ФРАГМЕНТ ИСТОЧНИКА:
# # # #
Марина Цветаева - Письма. Часть 1
— Que Vous dirai-je encore? —
Connaissez-Vous l’histoire d’un autre jeune homme, qui se révéilla un beau matin, front ceint de lauriers et de rayons? Ce jeune homme était Byron et cette histoire — on m’a dit qu’elle serait la mienne. Je l’ai cru et je n’y crois plus.
— Est-ce cela — la sagesse de l’âge?
Ce que je sais encore — c’est que je ne ferai rien ni pour ma gloire ni pour mon bonheur. Cela doit venir tout seul, comme le soleil.
— Agréez, Monsieur, l’assurance de ma profonde confiance, que Vous tromperez peut-être?
Marina Efron[277]
Коктебель, 27-го мая 1913 г., понедельник
Милая Волчья Морда,
Сейчас на темном небе яркий серп месяца, совсем серебряный, — горящее серебро. В воздухе многочисленные голоса собак. Влетела бабочка и, трепыхаясь, ползет по столу. Лева[278] говорит: „Марина, сейчас влетят разные летучие мыши и всякая гадость“.
Мы только что кончили ужинать, — было крикливо, неловко и уныло. Крикливо из-за двух сестер, неловко из-за окриков на них Пра перед матерью и уныло из-за слишком ясного знания всего, что будет.
# # # #
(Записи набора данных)

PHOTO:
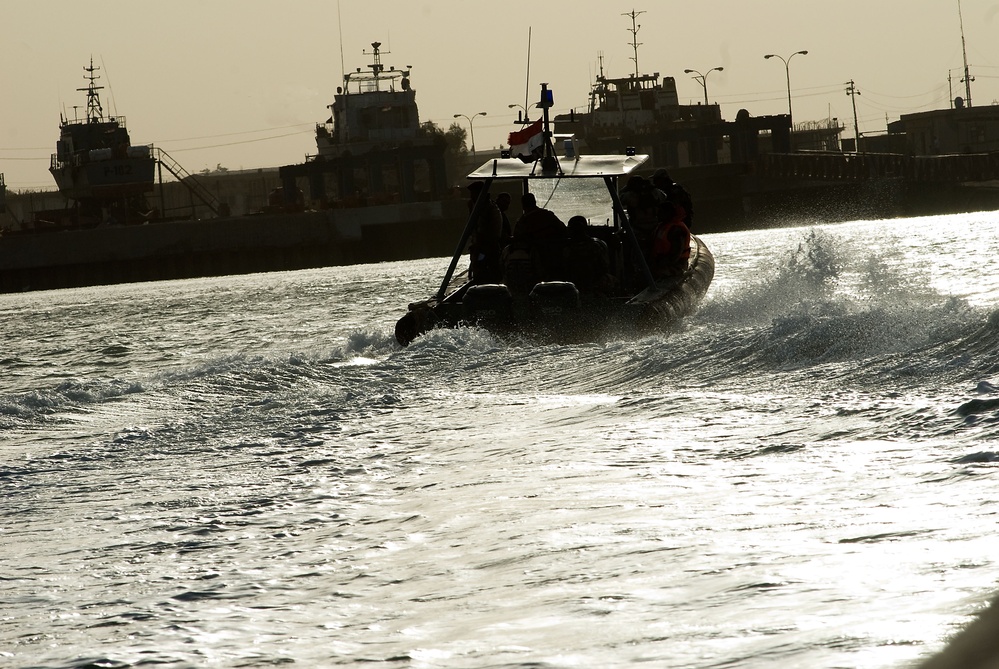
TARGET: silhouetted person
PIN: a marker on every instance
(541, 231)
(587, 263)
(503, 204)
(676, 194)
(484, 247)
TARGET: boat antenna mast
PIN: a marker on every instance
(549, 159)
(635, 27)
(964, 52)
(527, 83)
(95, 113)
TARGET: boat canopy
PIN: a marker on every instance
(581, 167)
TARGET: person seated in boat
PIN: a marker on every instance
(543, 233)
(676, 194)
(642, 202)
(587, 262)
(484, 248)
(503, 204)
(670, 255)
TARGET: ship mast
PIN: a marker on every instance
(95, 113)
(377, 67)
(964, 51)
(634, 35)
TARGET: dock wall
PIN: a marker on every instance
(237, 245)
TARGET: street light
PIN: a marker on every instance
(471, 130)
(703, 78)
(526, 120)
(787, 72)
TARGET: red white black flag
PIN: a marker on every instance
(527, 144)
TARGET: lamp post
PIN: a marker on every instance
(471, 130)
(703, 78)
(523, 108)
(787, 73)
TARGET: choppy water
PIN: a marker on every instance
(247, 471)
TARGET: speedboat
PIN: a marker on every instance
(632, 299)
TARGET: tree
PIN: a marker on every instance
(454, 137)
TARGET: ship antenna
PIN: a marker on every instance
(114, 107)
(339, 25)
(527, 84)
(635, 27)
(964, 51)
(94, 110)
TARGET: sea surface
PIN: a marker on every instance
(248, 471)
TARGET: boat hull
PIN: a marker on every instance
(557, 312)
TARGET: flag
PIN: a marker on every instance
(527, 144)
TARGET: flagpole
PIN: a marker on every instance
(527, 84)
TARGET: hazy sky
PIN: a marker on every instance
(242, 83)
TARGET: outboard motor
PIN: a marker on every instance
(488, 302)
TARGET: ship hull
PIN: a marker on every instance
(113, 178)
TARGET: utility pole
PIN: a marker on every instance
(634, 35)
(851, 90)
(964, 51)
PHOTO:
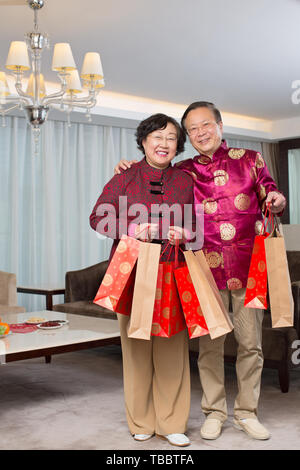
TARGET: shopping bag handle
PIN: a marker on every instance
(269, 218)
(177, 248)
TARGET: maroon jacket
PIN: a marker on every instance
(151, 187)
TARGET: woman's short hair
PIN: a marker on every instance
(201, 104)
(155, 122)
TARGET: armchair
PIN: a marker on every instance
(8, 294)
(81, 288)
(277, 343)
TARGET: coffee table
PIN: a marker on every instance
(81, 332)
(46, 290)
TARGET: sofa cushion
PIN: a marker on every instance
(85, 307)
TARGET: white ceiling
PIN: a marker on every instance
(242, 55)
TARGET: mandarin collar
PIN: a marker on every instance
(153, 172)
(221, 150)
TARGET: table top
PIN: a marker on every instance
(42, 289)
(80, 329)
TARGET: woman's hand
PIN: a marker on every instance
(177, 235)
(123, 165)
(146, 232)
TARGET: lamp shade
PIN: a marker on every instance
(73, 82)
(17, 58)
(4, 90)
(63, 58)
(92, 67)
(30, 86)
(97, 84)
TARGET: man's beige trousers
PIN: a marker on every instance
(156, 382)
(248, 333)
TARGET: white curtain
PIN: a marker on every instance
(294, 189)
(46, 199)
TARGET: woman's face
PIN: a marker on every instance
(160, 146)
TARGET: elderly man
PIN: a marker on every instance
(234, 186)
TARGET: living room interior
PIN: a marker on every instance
# # # #
ЗАДАНИЯ ДЛЯ ВЫПОЛНЕНИЯ:
(a) Замените в отрывке из писем «Byron» на «Lermontov» и приведите фрагмент от слов «Марина Цветаева - Письма.» до слов «Vous tromperez peut-être?» включительно.
(b) Перечислите все слова, которыми в отрывке из писем охарактеризован только что закончившийся ужин.
Записи представляют собой самостоятельный материал, не связанный с отрывком из писем.

ОТВЕТЫ:
(a)
Марина Цветаева - Письма. Часть 1
— Que Vous dirai-je encore? —
Connaissez-Vous l’histoire d’un autre jeune homme, qui se révéilla un beau matin, front ceint de lauriers et de rayons? Ce jeune homme était Lermontov et cette histoire — on m’a dit qu’elle serait la mienne. Je l’ai cru et je n’y crois plus.
— Est-ce cela — la sagesse de l’âge?
Ce que je sais encore — c’est que je ne ferai rien ni pour ma gloire ni pour mon bonheur. Cela doit venir tout seul, comme le soleil.
— Agréez, Monsieur, l’assurance de ma profonde confiance, que Vous tromperez peut-être?

(b) Крикливо, неловко, уныло.